**Your goal**
Reproduce all of the records below verbatim. Leave out the pictures.
=-=-=
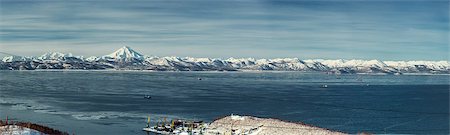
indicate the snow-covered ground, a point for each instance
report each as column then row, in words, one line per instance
column 248, row 125
column 18, row 130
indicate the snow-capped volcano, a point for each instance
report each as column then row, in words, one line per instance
column 127, row 58
column 125, row 53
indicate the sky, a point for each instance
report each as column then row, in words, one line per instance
column 305, row 29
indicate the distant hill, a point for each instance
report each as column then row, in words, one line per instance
column 126, row 58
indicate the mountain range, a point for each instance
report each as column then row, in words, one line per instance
column 126, row 58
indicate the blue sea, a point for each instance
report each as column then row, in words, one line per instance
column 112, row 102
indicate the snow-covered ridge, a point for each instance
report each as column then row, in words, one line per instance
column 127, row 58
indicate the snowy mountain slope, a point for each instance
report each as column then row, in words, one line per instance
column 124, row 53
column 127, row 58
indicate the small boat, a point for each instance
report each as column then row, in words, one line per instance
column 177, row 127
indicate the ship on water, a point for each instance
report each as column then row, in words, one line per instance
column 177, row 127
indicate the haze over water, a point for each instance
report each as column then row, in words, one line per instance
column 112, row 102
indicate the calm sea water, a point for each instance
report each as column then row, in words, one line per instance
column 112, row 102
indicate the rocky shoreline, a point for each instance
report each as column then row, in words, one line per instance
column 19, row 128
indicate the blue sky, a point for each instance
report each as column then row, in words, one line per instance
column 306, row 29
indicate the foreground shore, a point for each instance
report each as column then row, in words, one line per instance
column 250, row 125
column 26, row 128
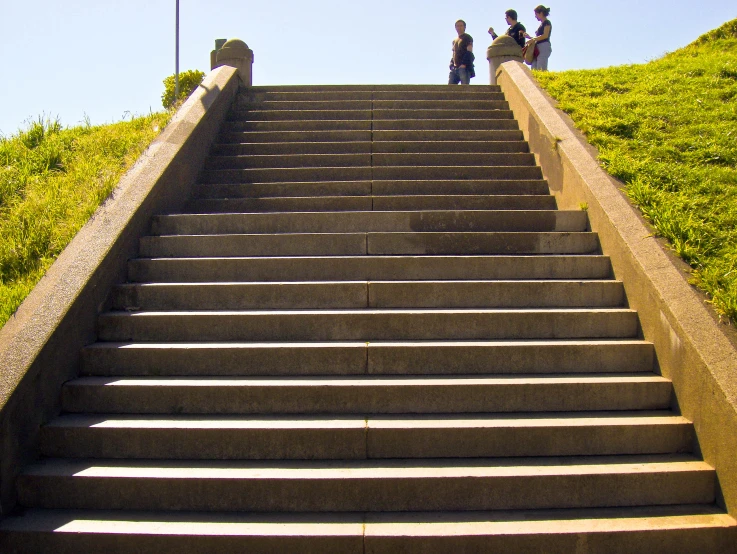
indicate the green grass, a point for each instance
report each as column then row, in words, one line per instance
column 51, row 181
column 668, row 130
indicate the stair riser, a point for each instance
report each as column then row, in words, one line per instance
column 358, row 268
column 374, row 89
column 377, row 203
column 373, row 359
column 359, row 147
column 380, row 189
column 297, row 326
column 272, row 205
column 378, row 95
column 278, row 191
column 341, row 495
column 367, row 135
column 367, row 159
column 371, row 221
column 369, row 295
column 489, row 102
column 361, row 244
column 285, row 175
column 494, row 110
column 497, row 124
column 363, row 443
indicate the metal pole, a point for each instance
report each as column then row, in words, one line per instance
column 176, row 56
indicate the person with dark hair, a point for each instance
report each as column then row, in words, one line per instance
column 516, row 29
column 461, row 64
column 542, row 38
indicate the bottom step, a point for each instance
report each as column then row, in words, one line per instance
column 673, row 529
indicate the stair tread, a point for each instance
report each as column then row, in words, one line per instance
column 403, row 381
column 397, row 421
column 521, row 522
column 367, row 469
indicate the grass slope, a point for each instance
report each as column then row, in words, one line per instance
column 668, row 130
column 51, row 182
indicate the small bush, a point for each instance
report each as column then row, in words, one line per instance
column 188, row 82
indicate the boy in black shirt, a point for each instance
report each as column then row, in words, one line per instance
column 461, row 64
column 516, row 29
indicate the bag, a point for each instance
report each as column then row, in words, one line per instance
column 529, row 54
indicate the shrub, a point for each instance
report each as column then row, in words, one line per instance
column 188, row 82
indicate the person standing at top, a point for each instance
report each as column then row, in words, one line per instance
column 516, row 30
column 461, row 64
column 542, row 38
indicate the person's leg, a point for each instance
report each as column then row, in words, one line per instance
column 541, row 62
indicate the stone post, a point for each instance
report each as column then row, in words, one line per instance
column 503, row 49
column 236, row 53
column 219, row 42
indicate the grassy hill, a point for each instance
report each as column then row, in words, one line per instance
column 51, row 181
column 668, row 130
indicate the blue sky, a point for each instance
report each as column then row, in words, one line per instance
column 105, row 59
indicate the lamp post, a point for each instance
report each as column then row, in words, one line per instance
column 176, row 57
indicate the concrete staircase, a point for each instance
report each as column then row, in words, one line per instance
column 371, row 332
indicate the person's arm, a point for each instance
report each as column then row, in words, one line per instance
column 546, row 31
column 544, row 36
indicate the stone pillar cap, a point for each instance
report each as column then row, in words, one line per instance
column 504, row 46
column 234, row 48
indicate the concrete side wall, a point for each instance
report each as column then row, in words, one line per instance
column 693, row 350
column 40, row 346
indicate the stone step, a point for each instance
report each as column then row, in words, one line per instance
column 493, row 110
column 311, row 395
column 362, row 358
column 344, row 203
column 368, row 160
column 369, row 324
column 258, row 192
column 656, row 530
column 384, row 268
column 371, row 243
column 375, row 89
column 371, row 221
column 376, row 96
column 324, row 203
column 366, row 436
column 368, row 294
column 401, row 173
column 503, row 122
column 357, row 486
column 377, row 188
column 537, row 187
column 490, row 101
column 363, row 135
column 359, row 147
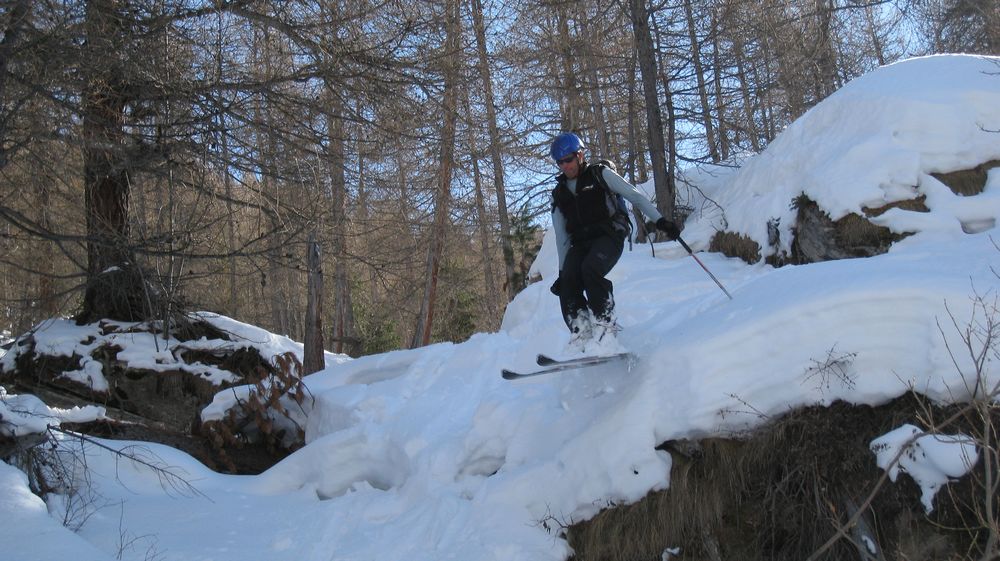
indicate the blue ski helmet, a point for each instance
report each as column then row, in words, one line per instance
column 565, row 144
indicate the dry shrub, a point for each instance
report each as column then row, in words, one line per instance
column 263, row 418
column 784, row 490
column 735, row 245
column 967, row 182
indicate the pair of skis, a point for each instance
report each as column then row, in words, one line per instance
column 555, row 365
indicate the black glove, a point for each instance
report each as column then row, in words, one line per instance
column 669, row 228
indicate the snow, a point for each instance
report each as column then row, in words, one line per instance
column 428, row 454
column 931, row 460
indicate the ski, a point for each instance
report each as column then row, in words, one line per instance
column 546, row 360
column 564, row 365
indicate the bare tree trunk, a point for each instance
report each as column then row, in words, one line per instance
column 565, row 71
column 345, row 338
column 665, row 192
column 593, row 82
column 313, row 359
column 442, row 199
column 114, row 287
column 495, row 149
column 699, row 72
column 492, row 310
column 825, row 56
column 749, row 103
column 720, row 104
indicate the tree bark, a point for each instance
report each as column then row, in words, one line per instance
column 115, row 288
column 495, row 149
column 699, row 72
column 654, row 122
column 442, row 198
column 313, row 359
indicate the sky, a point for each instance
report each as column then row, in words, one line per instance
column 428, row 454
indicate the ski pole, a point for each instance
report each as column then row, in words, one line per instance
column 691, row 253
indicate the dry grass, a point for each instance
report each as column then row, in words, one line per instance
column 735, row 245
column 967, row 182
column 782, row 492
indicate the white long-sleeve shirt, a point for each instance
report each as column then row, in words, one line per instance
column 616, row 184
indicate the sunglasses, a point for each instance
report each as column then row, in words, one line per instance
column 566, row 160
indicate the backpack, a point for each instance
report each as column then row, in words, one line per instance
column 621, row 215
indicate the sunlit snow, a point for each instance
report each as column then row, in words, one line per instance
column 426, row 455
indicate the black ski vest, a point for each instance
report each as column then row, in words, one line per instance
column 592, row 211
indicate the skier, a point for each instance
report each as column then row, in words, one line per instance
column 591, row 226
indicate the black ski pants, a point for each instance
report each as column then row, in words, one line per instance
column 581, row 280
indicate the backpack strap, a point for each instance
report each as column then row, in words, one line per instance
column 597, row 169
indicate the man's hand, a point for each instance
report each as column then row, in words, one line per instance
=-=-=
**Written solution**
indicate the snow-covered ground, a point for each instance
report each as column then row, in words, one line per instance
column 248, row 125
column 18, row 130
indicate the snow-capped volcano, a point for each instance
report each as column then row, in words, one line per instance
column 127, row 58
column 125, row 53
indicate the sky, a point for each instance
report each as column then row, in words, one line per instance
column 305, row 29
indicate the distant hill, a point for each instance
report each as column then row, in words, one line per instance
column 126, row 58
indicate the mountain range, a point for each instance
report each as column then row, in words, one line per instance
column 126, row 58
indicate the blue sea, a point for each instance
report each as column then row, in words, one line per instance
column 112, row 102
indicate the snow-covered ridge, a point for each instance
report each as column then row, in words, one line per instance
column 127, row 58
indicate the snowy mountain slope, a point for each instance
report each as column then row, in words, one line per instance
column 124, row 53
column 127, row 58
indicate the small boat, a point for each instance
report each as column then row, in words, one line per instance
column 177, row 127
indicate the ship on water, a point for each instance
report each as column then row, in words, one line per instance
column 177, row 127
indicate the haze over water, a point for each instance
report each as column then row, in words, one line per instance
column 112, row 102
indicate the calm sea water, a point for each instance
report each as column then row, in words, one line per instance
column 112, row 102
indicate the rocky shoreline, a point for each instance
report each as column then row, in words, one line per instance
column 19, row 128
indicate the blue sky, a point for each instance
report each as column then row, in words, one line per instance
column 306, row 29
indicate the foreground shore, a point for each instance
report each as column then row, in words, one line per instance
column 250, row 125
column 26, row 128
indicate the green grass, a point for each instance
report each as column then row, in words, one line per instance
column 51, row 181
column 668, row 130
indicate the stair riser, a point for each instance
report each as column then row, in words, one line per instance
column 358, row 268
column 374, row 89
column 377, row 203
column 373, row 359
column 359, row 147
column 380, row 189
column 297, row 326
column 272, row 205
column 378, row 95
column 278, row 191
column 341, row 495
column 367, row 135
column 367, row 159
column 371, row 221
column 369, row 295
column 489, row 102
column 361, row 244
column 285, row 175
column 494, row 110
column 497, row 124
column 363, row 443
indicate the metal pole, a point for each instance
report each as column then row, in words, one line per instance
column 176, row 56
indicate the person with dark hair, a point for each instance
report each as column then row, in words, one line per instance
column 516, row 29
column 461, row 64
column 542, row 38
indicate the bottom step, a point for each instance
report each as column then row, in words, one line per instance
column 673, row 529
indicate the stair tread, a point for each instance
report each as column then row, in words, one line per instance
column 403, row 381
column 397, row 421
column 521, row 522
column 367, row 469
indicate the grass slope, a point for each instance
report each as column then row, in words, one line per instance
column 668, row 130
column 51, row 182
indicate the small bush, a point for each instance
report each as column then row, in words, one line per instance
column 188, row 82
indicate the boy in black shirt, a point for each instance
report each as column then row, in words, one line per instance
column 461, row 64
column 516, row 29
indicate the bag, a point for each instance
report each as column then row, in words, one line per instance
column 529, row 54
indicate the shrub, a point for each instance
report each as column then row, in words, one line per instance
column 188, row 82
indicate the person standing at top, a point for each instance
report each as column then row, in words, one line per instance
column 516, row 30
column 461, row 64
column 542, row 38
indicate the person's leg, a point for each instance
report each as column then row, in words, one line per instance
column 541, row 62
indicate the stone post, a point for each instance
report each as column then row, in words, one line per instance
column 503, row 49
column 236, row 53
column 219, row 42
indicate the grassy hill, a point for each instance
report each as column then row, in words, one line per instance
column 51, row 181
column 668, row 130
indicate the blue sky, a point for each instance
report each as column then row, in words, one line per instance
column 105, row 59
indicate the lamp post, a point for each instance
report each as column then row, in words, one line per instance
column 176, row 57
indicate the concrete staircase, a point for each instance
report each as column then row, in words, one line per instance
column 371, row 332
indicate the person's arm, a point for each instance
report each as column then row, in words, one line per instance
column 546, row 31
column 544, row 36
indicate the stone pillar cap, a point for each instance
report each as column then row, in words, one line per instance
column 504, row 46
column 234, row 48
indicate the concrete side wall, a point for each instance
report each as column then row, in words, one line per instance
column 693, row 350
column 40, row 346
indicate the stone step, a point for each instance
report each as column then row, in words, one line per instance
column 493, row 110
column 311, row 395
column 362, row 358
column 344, row 203
column 368, row 160
column 369, row 324
column 258, row 192
column 656, row 530
column 384, row 268
column 371, row 243
column 375, row 89
column 371, row 221
column 376, row 96
column 324, row 203
column 366, row 436
column 368, row 294
column 401, row 173
column 503, row 122
column 357, row 486
column 377, row 188
column 537, row 187
column 490, row 101
column 363, row 135
column 359, row 147
indicate the blue ski helmet, a point for each instance
report each as column then row, in words, one line per instance
column 565, row 144
indicate the dry shrub, a point for each instance
report each as column then row, in words, one line per instance
column 263, row 418
column 784, row 490
column 735, row 245
column 967, row 182
indicate the pair of skis, a point for each instance
report each as column then row, in words, one line per instance
column 555, row 365
indicate the black glove, a point for each instance
report each as column then row, in words, one line per instance
column 669, row 228
indicate the snow, a point for each instance
report each as column then row, in words, one line per instance
column 428, row 454
column 931, row 460
indicate the ski, a point for each instance
report each as column then row, in words, one line per instance
column 546, row 360
column 564, row 365
indicate the bare tree trunk, a point for each instance
report each as column then row, in words, one line per instance
column 565, row 71
column 345, row 338
column 665, row 192
column 593, row 82
column 313, row 359
column 442, row 199
column 114, row 287
column 495, row 149
column 699, row 72
column 492, row 310
column 825, row 56
column 749, row 103
column 720, row 104
indicate the tree bark, a point for each instance
report each as column then row, in words, one line per instance
column 115, row 288
column 495, row 149
column 699, row 72
column 654, row 122
column 442, row 198
column 313, row 359
indicate the sky, a point for each instance
report each as column then row, in words, one line per instance
column 428, row 454
indicate the ski pole, a point for each instance
report each as column then row, in words, one line per instance
column 691, row 253
indicate the dry grass, a point for each instance
report each as column then row, in words, one line per instance
column 735, row 245
column 967, row 182
column 782, row 492
indicate the white long-sleeve shirt, a point for each instance
report each as column then row, in words, one line per instance
column 616, row 184
indicate the sunglasses, a point for each instance
report each as column then row, in words, one line per instance
column 566, row 160
indicate the backpack, a point for each instance
report each as column then row, in words, one line per instance
column 621, row 215
indicate the sunlit snow, a point for each instance
report each as column then row, in words, one line per instance
column 426, row 455
indicate the black ski vest, a point for each instance
report each as column then row, in words, one line per instance
column 592, row 211
indicate the skier, a point for each instance
report each as column then row, in words, one line per instance
column 591, row 226
indicate the black ski pants, a point for each instance
report each as column then row, in words, one line per instance
column 581, row 280
indicate the backpack strap, a point for each instance
report each as column then row, in words, one line per instance
column 597, row 169
indicate the man's hand, a point for each instance
report each as column then row, in words, one line per instance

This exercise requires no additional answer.